What you should do
Write the next part of the article about MultiChoice CEO Calvo Mawela, beginning immediately after its final sentence.

Technology

The man leading MultiChoice through rough waters

Calvo Mawela, MultiChoice CEO, faces the challenging task of steering the traditional pay-TV operator through its most difficult period to date.

Mawela was raised in Bushbuckridge, Mpumalanga, where his mother supported seven children on a limited monthly income.

With no funds available for tertiary education, his mother made a significant sacrifice: borrowing money from a “loan shark” to pay for Mawela’s engineering studies.

The loan, which carried uncertainty about repayment, enabled Mawela to pursue his dream of becoming an engineer.

This financial risk paid off, allowing Mawela to graduate with a BSc in Electrical Engineering from the University of KwaZulu-Natal.

He later earned the titles of registered professional engineer and member of the South African Institute of Electrical Engineers.

Mawela’s career began as an engineer at Sentech, where he worked on commissioning transmitter sites, gaining essential technical expertise in ICT and broadcasting.

He went on to hold senior positions at ICASA, focusing on technical regulations for the broadcasting industry, as well as at Orbicom and MWEB.

Mawela played a pivotal role in planning South Africa’s digital broadcasting migration and contributed as a planning expert to the International Telecommunications Union (ITU).

(Source data)
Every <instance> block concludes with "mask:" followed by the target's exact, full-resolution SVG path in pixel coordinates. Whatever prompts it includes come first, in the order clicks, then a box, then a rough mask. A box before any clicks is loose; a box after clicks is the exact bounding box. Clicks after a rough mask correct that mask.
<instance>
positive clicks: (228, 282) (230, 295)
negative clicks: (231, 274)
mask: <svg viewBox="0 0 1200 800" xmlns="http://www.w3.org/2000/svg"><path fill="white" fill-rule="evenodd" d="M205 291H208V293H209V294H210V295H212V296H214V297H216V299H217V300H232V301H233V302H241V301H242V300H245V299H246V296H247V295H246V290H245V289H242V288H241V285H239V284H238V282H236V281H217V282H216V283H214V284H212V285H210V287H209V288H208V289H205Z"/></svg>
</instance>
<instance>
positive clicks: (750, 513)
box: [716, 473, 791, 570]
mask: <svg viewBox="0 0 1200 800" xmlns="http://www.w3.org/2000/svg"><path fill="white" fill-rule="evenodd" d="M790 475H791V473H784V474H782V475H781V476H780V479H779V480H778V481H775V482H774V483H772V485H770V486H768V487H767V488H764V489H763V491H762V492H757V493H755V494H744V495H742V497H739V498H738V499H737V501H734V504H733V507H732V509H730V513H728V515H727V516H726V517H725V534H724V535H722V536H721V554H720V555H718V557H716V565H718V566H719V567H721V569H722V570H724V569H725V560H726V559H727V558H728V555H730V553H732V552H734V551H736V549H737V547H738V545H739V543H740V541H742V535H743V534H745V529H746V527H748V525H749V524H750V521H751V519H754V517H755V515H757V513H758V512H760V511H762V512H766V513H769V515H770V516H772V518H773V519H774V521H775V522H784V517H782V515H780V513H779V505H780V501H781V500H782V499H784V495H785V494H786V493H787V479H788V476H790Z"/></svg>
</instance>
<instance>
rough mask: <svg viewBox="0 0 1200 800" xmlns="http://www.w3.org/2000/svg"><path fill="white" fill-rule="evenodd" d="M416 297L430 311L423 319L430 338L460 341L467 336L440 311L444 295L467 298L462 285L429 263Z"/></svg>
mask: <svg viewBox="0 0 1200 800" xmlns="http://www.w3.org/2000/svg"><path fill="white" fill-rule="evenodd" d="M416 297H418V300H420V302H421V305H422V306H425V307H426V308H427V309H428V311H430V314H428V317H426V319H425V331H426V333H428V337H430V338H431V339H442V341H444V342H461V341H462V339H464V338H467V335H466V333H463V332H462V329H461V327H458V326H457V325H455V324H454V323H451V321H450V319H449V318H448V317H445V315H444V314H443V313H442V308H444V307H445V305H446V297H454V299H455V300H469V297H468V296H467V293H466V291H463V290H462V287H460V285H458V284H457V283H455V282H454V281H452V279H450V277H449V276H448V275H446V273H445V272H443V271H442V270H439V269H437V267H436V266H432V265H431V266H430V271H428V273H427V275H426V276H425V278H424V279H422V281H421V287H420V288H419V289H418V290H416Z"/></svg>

Task answer
Additionally, he served as a councillor on the Minister of Communications’ advisory body for digital migration.

In 2007, Mawela joined MultiChoice as an executive. By 2013, he was appointed to oversee stakeholder and regulatory affairs for MultiChoice South Africa.

Four years later, he ascended to the role of chief executive of MultiChoice South Africa, where he oversaw MultiChoice South Africa and DStv Media Sales.

In October 2018, just before MultiChoice Group’s JSE listing, Mawela was appointed as the company’s chief executive officer.

“Calvo brings rich experience and a proven track record of managing critical business and regulatory issues in South Africa and the rest of the continent,” the company stated.

MultiChoice CEO Calvo Mawela
MultiChoice CEO Calvo Mawela

In its latest financial results announcement, MultiChoice acknowledged facing the most challenging operating conditions since M-Net’s launch in 1985.

South Africa has endured a decade of sluggish economic growth, further exacerbated by the pandemic, which has led to higher unemployment and financial strain on households.

The greatest challenge, however, is the global cord-cutting trend, as consumers gravitate towards more affordable streaming platforms like Netflix.

In the United States, cable and satellite TV providers have shed over 20 million subscribers in the past decade, with the trend gaining momentum.

Recent research predicts 80 million cord-cutting households in the United States by 2026.

While DStv has shown more resilience, MultiChoice faces similar pressures in South Africa and across its Rest of Africa markets.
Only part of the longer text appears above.